| Fragment tekstu |
_ _ _ _ _ _ _

Strona 1 z 1

10 km na tydzień przed maratonem

: 13 kwie 2013, 21:25
autor: Lojfek
J. Skarżyński poleca przebiegnięcie 10 km na tydzień przed maratonem, i to bez oszczędzania się. Co o tym sądzicie? Przygotowuję się do krakowskiego na 3:30, biegam ok. 60-70 km tygodniowo. Z poprzednich startów mam złe doświadczenie z brakiem odpoczynku przed maratonem, teraz chciałem dać sobie więcej czasu na nazbieranie sił. Czy ta dycha nie odbije się na formie? Jakie są Wasze doświadczenia?

Re: 10 km na tydzień przed maratonem

: 13 kwie 2013, 22:05
autor: dezo66
pewnie jest dobre ale on biegał 2:11 w maratonie a nie 3:30 - czyli zawodowiec mówiac krótko regeneruje sie bardzo szybko - wystarczy mu nastepnego dnia rozbieganie, basem lub wolne i kolejnego dnia moze znów robic mocny trening, a u amatorów to tak nie do konca wyglada - zalezy ile razy w tygodniu trenujesz zak ok 4 razy to jak pobiegniesz 10km naprawde mocno to bedziesz przerwe musisz zrobic 2 dni i 3 dnia pójsc na rozbieganie lub cos w tym stylu - jezeli to jest dla Ciebie waznty maraton nie bawiłbym sie w testowanie róznych kto gdzies cos tam powiedział - jak maraton by przebiec lub maraton przygotowawczy do czegos innego - smiało mozesz pobiec 10km tydzien wczesniej

Re: 10 km na tydzień przed maratonem

: 13 kwie 2013, 22:38
autor: Adrian26
Popieram zdanie kolegi wyżej. Zawodowcy to inna bajka. Oni mają więcej czasu na odpoczynek, są przyzwyczajeni do dużych obciążeń trenując dwa razy dziennie, no i mają też najczęściej dobry dostęp do odnowy biologicznej itp.

Re: 10 km na tydzień przed maratonem

: 14 kwie 2013, 14:40
autor: Lojfek
No tak, to generalnie brzmi sensownie, tylko Skarżyński zaleca tę dyszkę przy planach dla amatorów, także przy czasie 4:00. Generalnie mam wrażenie, że on podchodzi zbyt profesjonalnie i wyczynowo do sprawy, ale może jednak coś w tym jest? Ja się też lepiej czuję na krótkich dystansach, stąd mnie ciągnie, by pobiec w końcu coś szybszego :)

Re: 10 km na tydzień przed maratonem

: 14 kwie 2013, 14:56
autor: rusolis
Kiedyś zrobiłem solidną życiówkę na 10km, a tydzień później na maratonie fiasko (na dychę pobiegłem 45:30, a w maratonie próbowałem 4h, ale zdechłem na 37km). Być może to tylko przypadek, ale następnym razem tego nie zrobię. No ale regeneruję się wolno i mam małe przebiegi tygodniowe (poniżej 50km).

_ _ _ _ _ _ _

| Dane do analizy |
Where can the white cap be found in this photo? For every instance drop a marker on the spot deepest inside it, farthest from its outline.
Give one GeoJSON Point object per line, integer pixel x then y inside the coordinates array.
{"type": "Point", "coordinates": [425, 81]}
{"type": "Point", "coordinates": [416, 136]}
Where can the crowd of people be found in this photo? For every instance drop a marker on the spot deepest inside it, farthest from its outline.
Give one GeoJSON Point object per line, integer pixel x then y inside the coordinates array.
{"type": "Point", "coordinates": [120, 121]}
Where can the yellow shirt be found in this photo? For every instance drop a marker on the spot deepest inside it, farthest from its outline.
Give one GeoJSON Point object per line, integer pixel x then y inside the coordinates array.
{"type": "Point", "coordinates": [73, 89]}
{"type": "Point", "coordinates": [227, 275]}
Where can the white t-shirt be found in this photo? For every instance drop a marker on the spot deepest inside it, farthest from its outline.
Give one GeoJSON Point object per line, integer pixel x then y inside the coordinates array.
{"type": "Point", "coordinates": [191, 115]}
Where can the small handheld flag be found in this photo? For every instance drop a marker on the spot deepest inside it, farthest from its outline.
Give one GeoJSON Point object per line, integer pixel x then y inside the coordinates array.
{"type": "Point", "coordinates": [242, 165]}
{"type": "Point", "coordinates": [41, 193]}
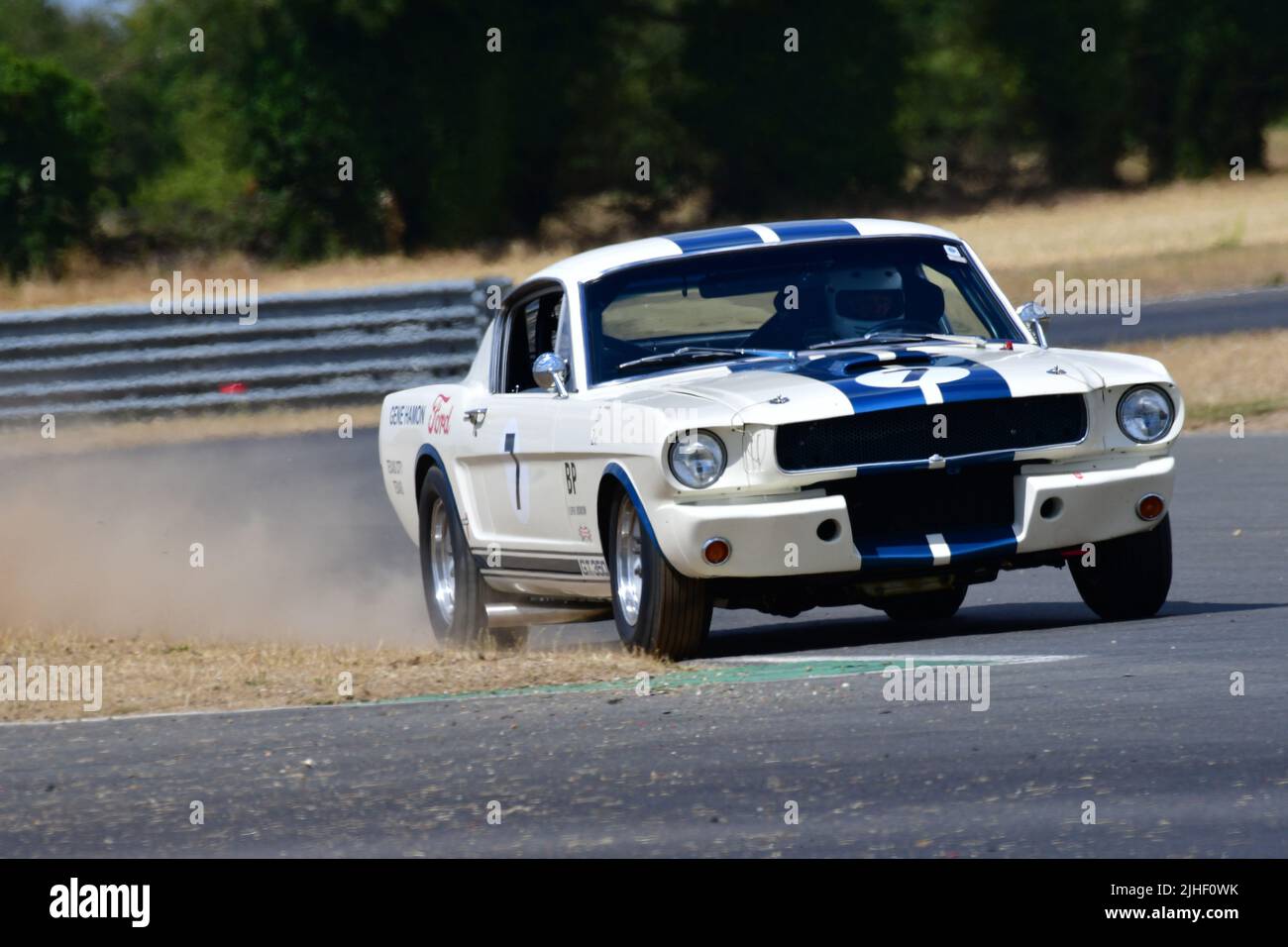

_ _ _ _ _ _ _

| Opis zadania |
Wypisz bez zmian z wątku o biegu na 10 km przed maratonem fragment, który otwierają słowa zawierające „Strona 1 z 1”, a zamykają słowa „są Wasze doświadczenia?”. Zamieszczona wyżej lista nie ma związku z wątkiem o biegu na 10 km przed maratonem.

| Oczekiwana odpowiedź |
Strona 1 z 1

10 km na tydzień przed maratonem

: 13 kwie 2013, 21:25
autor: Lojfek
J. Skarżyński poleca przebiegnięcie 10 km na tydzień przed maratonem, i to bez oszczędzania się. Co o tym sądzicie? Przygotowuję się do krakowskiego na 3:30, biegam ok. 60-70 km tygodniowo. Z poprzednich startów mam złe doświadczenie z brakiem odpoczynku przed maratonem, teraz chciałem dać sobie więcej czasu na nazbieranie sił. Czy ta dycha nie odbije się na formie? Jakie są Wasze doświadczenia?